Put the lines of the listing below, from the line containing "[tag] bee's middle leg: a pin per instance" through the final line of the listing (both included), into a JSON list of strings with one string per line, omitting blank lines.

Object point labels:

□ □ □ □

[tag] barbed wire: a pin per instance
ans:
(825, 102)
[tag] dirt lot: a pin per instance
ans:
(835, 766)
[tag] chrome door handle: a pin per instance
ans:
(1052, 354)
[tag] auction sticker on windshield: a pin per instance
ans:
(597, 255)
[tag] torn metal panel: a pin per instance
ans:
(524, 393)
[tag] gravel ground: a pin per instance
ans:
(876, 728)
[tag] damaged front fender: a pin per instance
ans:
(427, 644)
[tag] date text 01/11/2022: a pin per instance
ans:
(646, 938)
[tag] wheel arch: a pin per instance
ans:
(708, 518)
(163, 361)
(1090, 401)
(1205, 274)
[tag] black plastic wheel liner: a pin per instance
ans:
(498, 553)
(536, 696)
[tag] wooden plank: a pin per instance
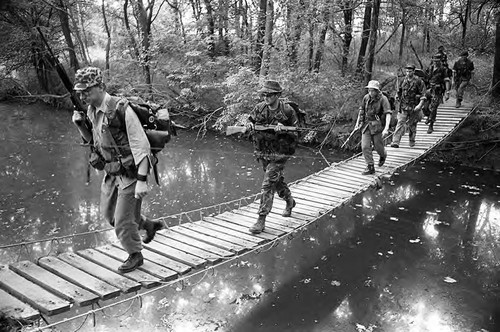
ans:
(10, 307)
(245, 234)
(217, 220)
(173, 236)
(126, 285)
(78, 277)
(218, 235)
(189, 249)
(150, 267)
(212, 241)
(175, 254)
(107, 262)
(54, 284)
(309, 195)
(248, 221)
(34, 295)
(162, 260)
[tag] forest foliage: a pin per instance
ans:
(206, 58)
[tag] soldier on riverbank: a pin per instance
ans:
(272, 149)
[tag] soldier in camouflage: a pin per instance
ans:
(438, 84)
(411, 97)
(272, 149)
(463, 72)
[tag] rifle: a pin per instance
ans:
(230, 130)
(348, 138)
(67, 83)
(416, 55)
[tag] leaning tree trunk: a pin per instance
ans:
(63, 17)
(108, 40)
(364, 37)
(348, 15)
(268, 39)
(373, 41)
(495, 83)
(261, 31)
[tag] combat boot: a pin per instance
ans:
(370, 169)
(151, 228)
(133, 262)
(290, 204)
(259, 226)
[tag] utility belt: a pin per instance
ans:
(123, 166)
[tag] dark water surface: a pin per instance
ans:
(421, 254)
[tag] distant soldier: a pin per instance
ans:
(411, 96)
(373, 108)
(439, 84)
(463, 72)
(444, 56)
(273, 148)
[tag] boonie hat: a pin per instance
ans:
(271, 87)
(87, 77)
(373, 85)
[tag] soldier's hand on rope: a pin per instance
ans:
(250, 126)
(141, 189)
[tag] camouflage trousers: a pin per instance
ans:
(274, 182)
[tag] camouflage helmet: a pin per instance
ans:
(87, 77)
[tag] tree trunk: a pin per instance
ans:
(108, 41)
(495, 83)
(268, 39)
(321, 41)
(403, 32)
(63, 17)
(211, 28)
(348, 15)
(144, 27)
(465, 19)
(373, 41)
(261, 30)
(364, 36)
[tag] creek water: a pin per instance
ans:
(420, 254)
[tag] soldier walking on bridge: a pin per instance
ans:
(371, 112)
(463, 72)
(122, 150)
(272, 148)
(411, 96)
(438, 84)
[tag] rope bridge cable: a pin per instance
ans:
(256, 249)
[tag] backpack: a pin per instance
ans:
(155, 120)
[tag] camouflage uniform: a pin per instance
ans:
(463, 69)
(411, 91)
(437, 76)
(272, 150)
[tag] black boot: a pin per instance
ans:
(133, 262)
(370, 169)
(290, 204)
(151, 228)
(259, 226)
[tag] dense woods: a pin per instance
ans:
(205, 58)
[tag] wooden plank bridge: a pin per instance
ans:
(53, 284)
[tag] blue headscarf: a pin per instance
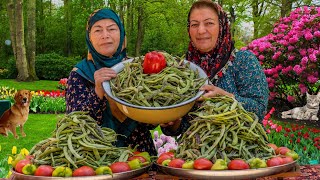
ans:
(95, 61)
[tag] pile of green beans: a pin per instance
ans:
(174, 84)
(79, 141)
(223, 129)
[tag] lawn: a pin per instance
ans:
(33, 86)
(37, 128)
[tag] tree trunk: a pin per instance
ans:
(67, 11)
(12, 26)
(255, 15)
(140, 31)
(21, 61)
(232, 21)
(31, 39)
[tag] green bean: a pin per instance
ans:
(221, 128)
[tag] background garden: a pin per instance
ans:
(285, 39)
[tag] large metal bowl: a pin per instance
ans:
(227, 174)
(153, 115)
(123, 175)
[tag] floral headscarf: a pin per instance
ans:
(95, 60)
(215, 62)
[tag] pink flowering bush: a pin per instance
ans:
(62, 84)
(290, 56)
(300, 138)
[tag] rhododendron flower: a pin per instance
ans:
(290, 98)
(279, 128)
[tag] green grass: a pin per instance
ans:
(33, 86)
(37, 128)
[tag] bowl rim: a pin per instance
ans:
(107, 89)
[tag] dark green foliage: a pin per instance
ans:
(53, 66)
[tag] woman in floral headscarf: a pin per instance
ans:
(233, 73)
(105, 38)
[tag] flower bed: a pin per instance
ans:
(42, 101)
(302, 139)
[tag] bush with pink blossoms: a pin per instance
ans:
(164, 143)
(290, 56)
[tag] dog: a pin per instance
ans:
(17, 115)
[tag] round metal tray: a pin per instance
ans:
(123, 175)
(227, 174)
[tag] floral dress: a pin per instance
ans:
(81, 96)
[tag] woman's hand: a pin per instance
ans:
(211, 91)
(173, 125)
(101, 75)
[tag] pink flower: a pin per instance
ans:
(290, 98)
(293, 40)
(303, 88)
(313, 57)
(303, 52)
(274, 126)
(312, 79)
(304, 61)
(290, 48)
(268, 131)
(279, 128)
(261, 57)
(297, 69)
(308, 35)
(291, 57)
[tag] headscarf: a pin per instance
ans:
(214, 62)
(95, 61)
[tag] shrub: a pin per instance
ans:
(53, 66)
(290, 56)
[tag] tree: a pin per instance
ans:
(15, 14)
(31, 39)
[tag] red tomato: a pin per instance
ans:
(30, 157)
(119, 167)
(176, 163)
(84, 171)
(282, 150)
(274, 161)
(287, 159)
(142, 159)
(21, 164)
(170, 153)
(136, 152)
(273, 146)
(163, 157)
(238, 164)
(153, 62)
(44, 170)
(202, 164)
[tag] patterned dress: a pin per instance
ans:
(81, 96)
(247, 81)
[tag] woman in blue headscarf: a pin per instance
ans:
(105, 38)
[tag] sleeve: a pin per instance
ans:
(81, 96)
(251, 83)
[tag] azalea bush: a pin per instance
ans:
(302, 139)
(164, 143)
(41, 102)
(290, 55)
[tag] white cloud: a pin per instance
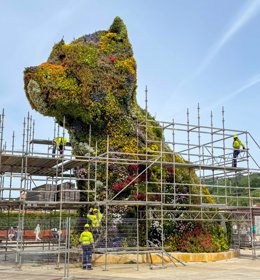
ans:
(245, 16)
(248, 84)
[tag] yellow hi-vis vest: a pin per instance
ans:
(60, 141)
(95, 219)
(237, 144)
(86, 238)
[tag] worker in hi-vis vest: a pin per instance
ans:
(86, 239)
(59, 142)
(237, 145)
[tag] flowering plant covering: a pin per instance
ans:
(92, 82)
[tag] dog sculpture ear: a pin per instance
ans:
(119, 27)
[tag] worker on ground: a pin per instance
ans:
(237, 144)
(95, 216)
(86, 239)
(59, 142)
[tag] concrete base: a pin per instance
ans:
(124, 258)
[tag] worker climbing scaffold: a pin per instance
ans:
(237, 145)
(59, 142)
(95, 217)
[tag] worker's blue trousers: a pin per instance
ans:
(87, 256)
(235, 155)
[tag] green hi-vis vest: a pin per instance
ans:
(60, 141)
(237, 144)
(95, 219)
(86, 238)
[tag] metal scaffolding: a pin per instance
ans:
(206, 151)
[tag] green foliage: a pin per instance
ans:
(92, 82)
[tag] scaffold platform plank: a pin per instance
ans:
(48, 166)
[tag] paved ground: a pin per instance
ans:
(235, 269)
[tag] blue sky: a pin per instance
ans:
(187, 52)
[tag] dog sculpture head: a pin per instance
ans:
(91, 81)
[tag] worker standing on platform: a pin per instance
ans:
(95, 216)
(59, 142)
(237, 144)
(86, 239)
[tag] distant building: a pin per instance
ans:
(49, 192)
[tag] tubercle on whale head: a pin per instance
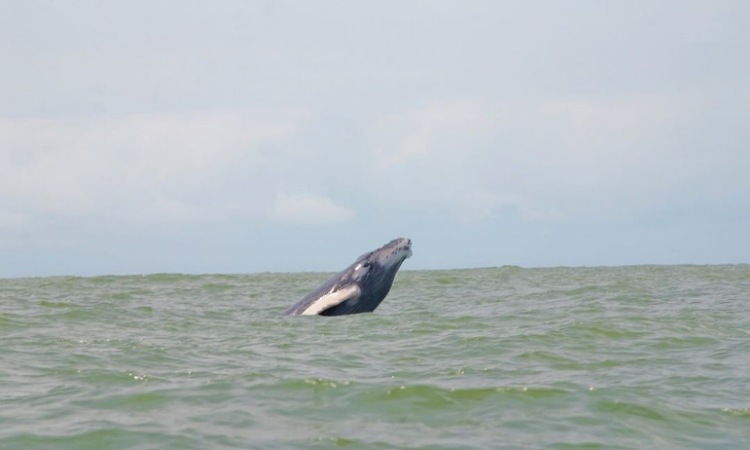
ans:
(394, 252)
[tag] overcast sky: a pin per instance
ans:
(247, 136)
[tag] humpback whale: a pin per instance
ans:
(360, 287)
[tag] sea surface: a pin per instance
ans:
(644, 357)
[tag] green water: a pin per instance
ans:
(610, 358)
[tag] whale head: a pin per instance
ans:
(359, 288)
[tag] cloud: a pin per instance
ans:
(576, 157)
(309, 209)
(138, 167)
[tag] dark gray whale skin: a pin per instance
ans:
(359, 288)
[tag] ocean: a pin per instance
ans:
(642, 357)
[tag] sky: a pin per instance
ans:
(281, 136)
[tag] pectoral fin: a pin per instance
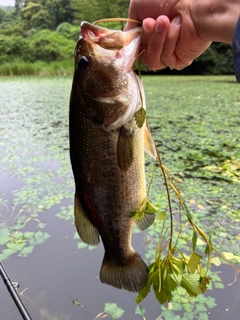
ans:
(125, 148)
(86, 230)
(149, 144)
(146, 221)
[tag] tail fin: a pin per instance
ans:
(131, 275)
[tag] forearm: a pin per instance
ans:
(215, 20)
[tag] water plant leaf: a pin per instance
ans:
(139, 310)
(194, 240)
(113, 310)
(231, 256)
(193, 262)
(204, 282)
(190, 282)
(4, 236)
(143, 293)
(26, 251)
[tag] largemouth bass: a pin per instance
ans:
(108, 135)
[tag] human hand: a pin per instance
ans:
(169, 32)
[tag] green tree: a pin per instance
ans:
(2, 15)
(85, 10)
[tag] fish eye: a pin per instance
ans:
(83, 63)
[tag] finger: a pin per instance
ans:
(152, 55)
(147, 29)
(168, 54)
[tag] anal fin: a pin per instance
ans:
(149, 144)
(86, 230)
(125, 148)
(131, 274)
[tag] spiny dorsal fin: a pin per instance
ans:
(86, 230)
(125, 148)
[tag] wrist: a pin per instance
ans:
(215, 20)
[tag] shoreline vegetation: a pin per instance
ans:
(37, 68)
(38, 37)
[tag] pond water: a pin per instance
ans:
(195, 123)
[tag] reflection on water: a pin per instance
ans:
(57, 279)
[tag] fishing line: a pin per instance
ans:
(18, 302)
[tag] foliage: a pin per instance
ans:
(28, 17)
(195, 124)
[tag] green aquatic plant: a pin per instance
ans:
(172, 267)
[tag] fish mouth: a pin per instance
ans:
(109, 45)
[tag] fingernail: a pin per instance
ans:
(159, 26)
(177, 20)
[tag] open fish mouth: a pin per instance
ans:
(112, 44)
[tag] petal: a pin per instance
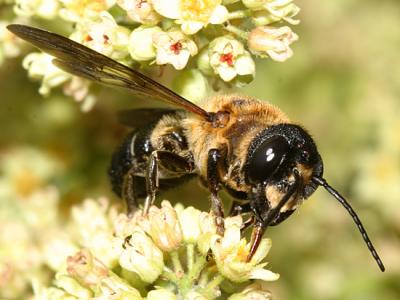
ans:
(219, 15)
(244, 65)
(191, 27)
(226, 73)
(180, 61)
(280, 56)
(264, 274)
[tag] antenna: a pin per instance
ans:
(347, 206)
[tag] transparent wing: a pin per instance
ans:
(82, 61)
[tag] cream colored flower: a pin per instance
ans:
(192, 85)
(229, 59)
(208, 230)
(97, 234)
(173, 47)
(140, 11)
(231, 251)
(102, 33)
(189, 220)
(275, 42)
(163, 226)
(142, 256)
(193, 15)
(46, 9)
(78, 89)
(40, 66)
(255, 291)
(76, 10)
(86, 268)
(277, 10)
(141, 46)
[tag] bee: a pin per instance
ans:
(245, 146)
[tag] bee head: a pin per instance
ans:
(283, 167)
(282, 158)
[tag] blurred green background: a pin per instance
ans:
(343, 85)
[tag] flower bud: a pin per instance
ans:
(271, 41)
(142, 256)
(229, 59)
(203, 63)
(140, 11)
(173, 47)
(163, 226)
(141, 47)
(102, 34)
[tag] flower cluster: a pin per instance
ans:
(214, 38)
(171, 253)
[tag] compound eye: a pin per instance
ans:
(267, 158)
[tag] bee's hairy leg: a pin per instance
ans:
(167, 161)
(129, 192)
(239, 208)
(213, 165)
(152, 182)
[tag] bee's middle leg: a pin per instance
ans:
(213, 165)
(129, 192)
(152, 181)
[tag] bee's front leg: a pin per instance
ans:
(214, 163)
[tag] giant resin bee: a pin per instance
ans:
(248, 147)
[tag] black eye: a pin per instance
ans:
(267, 158)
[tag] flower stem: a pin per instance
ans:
(170, 275)
(239, 14)
(177, 264)
(215, 282)
(190, 256)
(187, 281)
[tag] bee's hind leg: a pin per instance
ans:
(213, 165)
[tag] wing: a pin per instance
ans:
(82, 61)
(138, 117)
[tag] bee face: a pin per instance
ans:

□ □ □ □

# [Exercise response]
[
  "[tag] bee's middle leg: a pin per instance",
  "ans:",
  "(213, 165)",
  "(129, 192)",
  "(152, 181)",
  "[tag] bee's front leg: a pin per instance",
  "ans:",
  "(214, 163)",
  "[tag] giant resin bee: a pin per instance",
  "ans:",
  "(248, 147)",
  "[tag] black eye: a pin per instance",
  "ans:",
  "(267, 158)",
  "[tag] flower stem: a pin per instance",
  "ans:",
  "(170, 275)",
  "(239, 14)",
  "(177, 264)",
  "(215, 282)",
  "(190, 256)",
  "(187, 281)",
  "[tag] bee's hind leg: a pin per instance",
  "ans:",
  "(213, 165)",
  "[tag] wing: a pin per instance",
  "ans:",
  "(82, 61)",
  "(138, 117)",
  "[tag] bee face: a pin per instance",
  "ans:"
]